- What you need to do: Take the line that contains "segment white chocolate chunk" and all lines after it, up to and including the last line of the data, and write them out exactly; nothing else belongs in the answer.
============================================================
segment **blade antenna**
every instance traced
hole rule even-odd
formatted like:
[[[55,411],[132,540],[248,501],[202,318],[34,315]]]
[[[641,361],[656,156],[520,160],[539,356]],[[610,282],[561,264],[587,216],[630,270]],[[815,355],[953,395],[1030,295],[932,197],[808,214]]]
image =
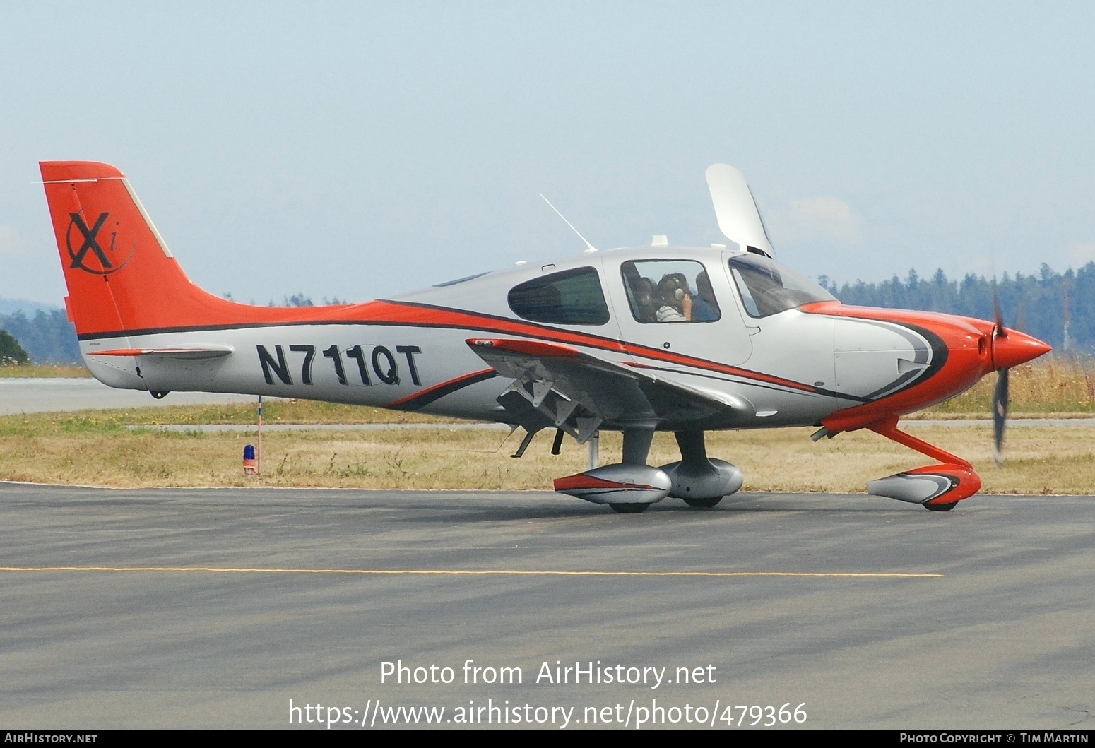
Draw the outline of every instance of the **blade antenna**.
[[[540,193],[540,197],[544,197],[544,196],[543,196],[543,193]],[[574,231],[574,232],[575,232],[576,234],[578,234],[578,239],[580,239],[581,241],[586,242],[586,252],[596,252],[596,251],[597,251],[597,248],[596,248],[596,246],[593,246],[592,244],[590,244],[590,243],[589,243],[589,240],[588,240],[588,239],[586,239],[585,237],[583,237],[583,235],[581,235],[581,232],[580,232],[580,231],[578,231],[578,230],[577,230],[576,228],[574,228],[574,223],[572,223],[570,221],[566,220],[566,216],[564,216],[563,214],[561,214],[561,212],[558,211],[558,208],[556,208],[556,207],[555,207],[554,205],[552,205],[552,204],[551,204],[551,200],[549,200],[549,199],[548,199],[546,197],[544,197],[544,203],[546,203],[546,204],[548,204],[548,207],[550,207],[550,208],[551,208],[552,210],[554,210],[554,211],[555,211],[555,214],[556,214],[556,215],[557,215],[557,216],[558,216],[560,218],[562,218],[562,219],[563,219],[563,222],[564,222],[564,223],[566,223],[567,226],[569,226],[569,227],[570,227],[570,231]]]

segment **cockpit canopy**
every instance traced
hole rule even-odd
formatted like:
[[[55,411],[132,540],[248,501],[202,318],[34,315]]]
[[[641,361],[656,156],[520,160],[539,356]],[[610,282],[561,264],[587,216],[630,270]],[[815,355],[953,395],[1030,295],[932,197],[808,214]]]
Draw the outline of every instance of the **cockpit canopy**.
[[[814,301],[837,300],[806,276],[759,254],[730,257],[730,275],[749,317],[769,317]]]

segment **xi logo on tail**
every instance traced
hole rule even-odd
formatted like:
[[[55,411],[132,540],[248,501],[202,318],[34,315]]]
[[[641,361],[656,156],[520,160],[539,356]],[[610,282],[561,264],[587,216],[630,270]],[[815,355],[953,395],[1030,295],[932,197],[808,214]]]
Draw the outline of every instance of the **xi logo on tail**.
[[[99,243],[99,233],[103,230],[103,225],[106,223],[106,219],[110,218],[110,216],[111,214],[108,212],[99,214],[99,218],[95,219],[95,222],[91,226],[91,228],[88,228],[88,225],[84,222],[80,214],[69,214],[71,220],[69,221],[68,231],[65,235],[65,243],[68,248],[69,257],[72,258],[72,264],[69,265],[69,267],[79,268],[87,273],[94,273],[95,275],[110,275],[112,273],[117,273],[126,266],[126,263],[129,262],[129,258],[132,257],[134,251],[137,249],[137,242],[134,242],[134,249],[129,252],[129,256],[118,265],[111,262],[111,257],[103,250],[103,245]],[[83,242],[80,244],[80,249],[76,251],[72,250],[73,227],[78,229],[80,234],[83,237]],[[111,253],[115,252],[114,242],[117,240],[117,231],[111,232]],[[97,268],[88,265],[89,253],[92,253],[94,257],[99,260]]]

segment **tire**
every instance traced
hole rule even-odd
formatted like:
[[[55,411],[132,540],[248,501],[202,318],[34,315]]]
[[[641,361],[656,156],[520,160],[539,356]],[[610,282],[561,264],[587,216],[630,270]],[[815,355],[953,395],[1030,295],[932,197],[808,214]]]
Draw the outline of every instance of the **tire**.
[[[638,515],[646,511],[646,507],[649,504],[609,504],[613,511],[619,511],[622,515]]]
[[[958,502],[954,504],[924,504],[924,508],[929,511],[950,511],[956,506],[958,506]]]
[[[723,500],[722,496],[715,496],[714,498],[685,498],[683,499],[685,504],[696,509],[710,509],[711,507]]]

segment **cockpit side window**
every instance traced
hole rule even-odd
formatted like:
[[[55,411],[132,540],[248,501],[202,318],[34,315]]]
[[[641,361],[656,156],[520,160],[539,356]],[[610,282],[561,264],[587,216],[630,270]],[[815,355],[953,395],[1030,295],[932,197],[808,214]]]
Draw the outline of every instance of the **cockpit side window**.
[[[530,322],[600,325],[609,321],[601,278],[592,267],[526,280],[510,289],[509,308]]]
[[[835,301],[816,283],[774,260],[757,254],[730,257],[730,274],[749,317],[769,317],[804,303]]]
[[[694,260],[642,260],[620,267],[636,322],[715,322],[722,317],[711,278]]]

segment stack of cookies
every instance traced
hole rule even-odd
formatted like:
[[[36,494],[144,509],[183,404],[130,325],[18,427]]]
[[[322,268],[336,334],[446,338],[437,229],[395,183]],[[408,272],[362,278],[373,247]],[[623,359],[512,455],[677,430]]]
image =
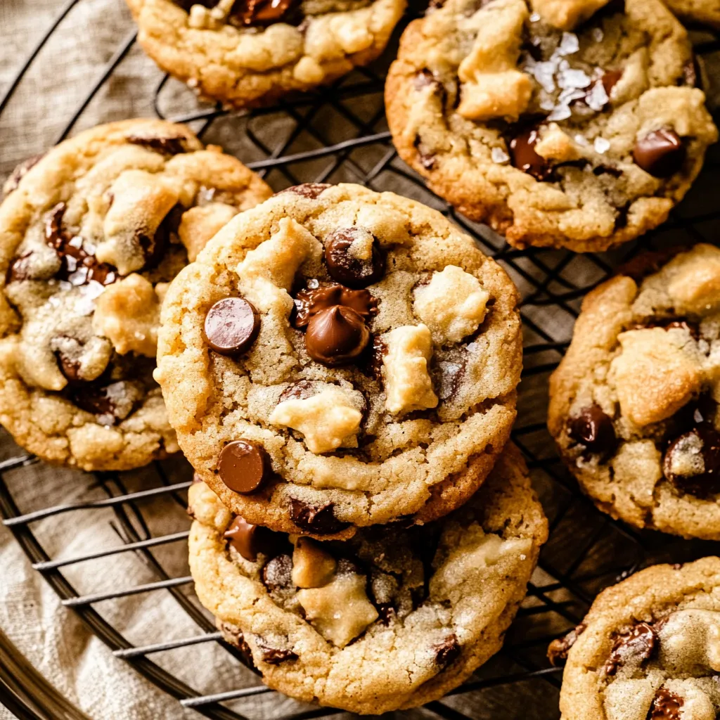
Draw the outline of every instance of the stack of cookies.
[[[155,377],[199,481],[190,567],[271,687],[381,713],[500,647],[547,531],[506,446],[517,300],[439,212],[356,185],[277,194],[173,282]]]

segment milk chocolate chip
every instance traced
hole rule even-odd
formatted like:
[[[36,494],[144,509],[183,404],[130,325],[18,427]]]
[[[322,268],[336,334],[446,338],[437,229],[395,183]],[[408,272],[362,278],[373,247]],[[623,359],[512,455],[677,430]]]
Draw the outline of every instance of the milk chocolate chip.
[[[270,458],[258,443],[233,440],[220,452],[217,473],[234,492],[248,495],[260,489],[271,473]]]
[[[334,508],[332,503],[318,507],[292,498],[290,500],[290,517],[305,532],[331,535],[348,526],[347,523],[341,522],[335,516]]]
[[[244,297],[218,300],[205,315],[207,344],[221,355],[241,355],[260,331],[260,315]]]
[[[645,172],[656,178],[667,178],[683,167],[685,148],[675,130],[662,127],[638,140],[632,156]]]
[[[370,331],[351,307],[335,305],[307,323],[305,348],[313,360],[333,366],[352,362],[367,346]]]
[[[333,305],[351,307],[364,320],[377,314],[377,300],[368,290],[351,290],[343,285],[320,285],[314,282],[317,287],[300,290],[295,296],[293,325],[296,328],[305,328],[313,315]]]
[[[681,492],[698,498],[720,492],[720,433],[702,423],[673,440],[662,472]]]
[[[655,631],[647,623],[638,623],[629,633],[618,636],[605,664],[606,675],[613,675],[618,667],[634,662],[642,663],[652,656],[657,644]]]
[[[253,525],[239,515],[228,526],[223,536],[246,560],[255,562],[258,553],[271,555],[287,546],[284,536],[267,528]]]
[[[617,444],[612,420],[597,405],[584,408],[577,418],[571,418],[567,434],[595,455],[610,455]]]
[[[514,167],[532,175],[536,180],[543,181],[552,174],[552,168],[544,158],[535,152],[538,139],[536,127],[521,132],[510,141],[510,156]]]
[[[680,720],[680,708],[685,701],[679,695],[662,687],[655,693],[647,720]]]
[[[367,230],[361,228],[343,228],[333,233],[325,246],[325,259],[330,276],[348,287],[367,287],[382,279],[385,274],[385,256],[374,240],[371,256],[362,258],[351,248],[361,241]]]

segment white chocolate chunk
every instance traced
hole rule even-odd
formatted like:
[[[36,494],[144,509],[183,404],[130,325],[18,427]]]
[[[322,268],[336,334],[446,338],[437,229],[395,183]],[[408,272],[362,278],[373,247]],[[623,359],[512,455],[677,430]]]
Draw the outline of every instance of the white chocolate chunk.
[[[477,278],[449,265],[415,290],[413,308],[436,343],[459,343],[482,322],[489,298]]]
[[[256,279],[289,291],[298,268],[310,256],[320,257],[320,241],[299,222],[283,217],[269,240],[251,250],[238,268],[243,283]]]
[[[433,351],[428,326],[403,325],[384,339],[387,347],[382,366],[388,411],[397,414],[436,408],[438,397],[428,372]]]
[[[93,330],[121,355],[135,352],[154,358],[159,325],[160,298],[142,275],[128,275],[109,285],[96,301]]]
[[[342,390],[329,388],[305,399],[292,398],[279,403],[269,422],[297,430],[315,454],[356,442],[362,413],[348,402]]]
[[[103,222],[105,240],[95,256],[121,275],[140,270],[145,262],[141,238],[153,240],[165,216],[178,202],[177,191],[144,170],[126,170],[110,186],[112,204]]]
[[[321,544],[298,538],[292,552],[292,582],[297,588],[320,588],[329,582],[337,563]]]
[[[669,418],[700,390],[699,366],[662,328],[618,336],[622,351],[611,364],[623,414],[644,426]]]
[[[533,91],[529,76],[516,68],[527,6],[522,0],[510,0],[480,12],[487,19],[458,68],[464,84],[457,112],[472,120],[518,117]]]
[[[323,637],[344,647],[377,619],[377,611],[367,599],[365,584],[361,575],[339,575],[323,588],[300,590],[297,600]]]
============================================================
- Final answer:
segment white chocolate chunk
every instance traced
hole rule even-odd
formatted like:
[[[36,494],[144,509],[183,404],[130,325],[18,427]]]
[[[322,268],[336,334],[446,338],[437,229],[395,183]],[[408,272],[362,278],[373,247]],[[623,359],[512,455],[677,430]]]
Draw the outline of every instance of the white chocolate chunk.
[[[477,278],[449,265],[415,290],[413,308],[436,343],[459,343],[482,322],[489,298]]]
[[[256,279],[289,291],[298,268],[310,256],[320,257],[320,241],[299,222],[283,217],[269,240],[251,250],[238,268],[243,283]]]
[[[433,351],[428,326],[403,325],[384,339],[387,347],[382,366],[388,411],[397,414],[436,408],[438,397],[428,372]]]
[[[93,330],[121,355],[135,352],[154,358],[159,325],[160,298],[142,275],[128,275],[109,285],[96,301]]]
[[[342,390],[329,388],[305,399],[292,398],[279,403],[269,422],[297,430],[315,454],[356,442],[362,413],[348,402]]]
[[[103,222],[105,240],[95,256],[121,275],[140,270],[145,262],[141,238],[153,240],[165,216],[178,202],[177,191],[144,170],[126,170],[110,186],[112,204]]]
[[[321,544],[298,538],[292,552],[292,582],[297,588],[320,588],[329,582],[337,563]]]
[[[669,418],[700,390],[699,366],[662,328],[618,336],[622,351],[611,364],[623,414],[644,426]]]
[[[533,91],[529,76],[516,68],[527,6],[522,0],[510,0],[480,12],[487,19],[458,68],[464,84],[457,112],[472,120],[518,117]]]
[[[323,637],[344,647],[377,619],[377,611],[367,599],[365,584],[361,575],[339,575],[323,588],[300,590],[297,600]]]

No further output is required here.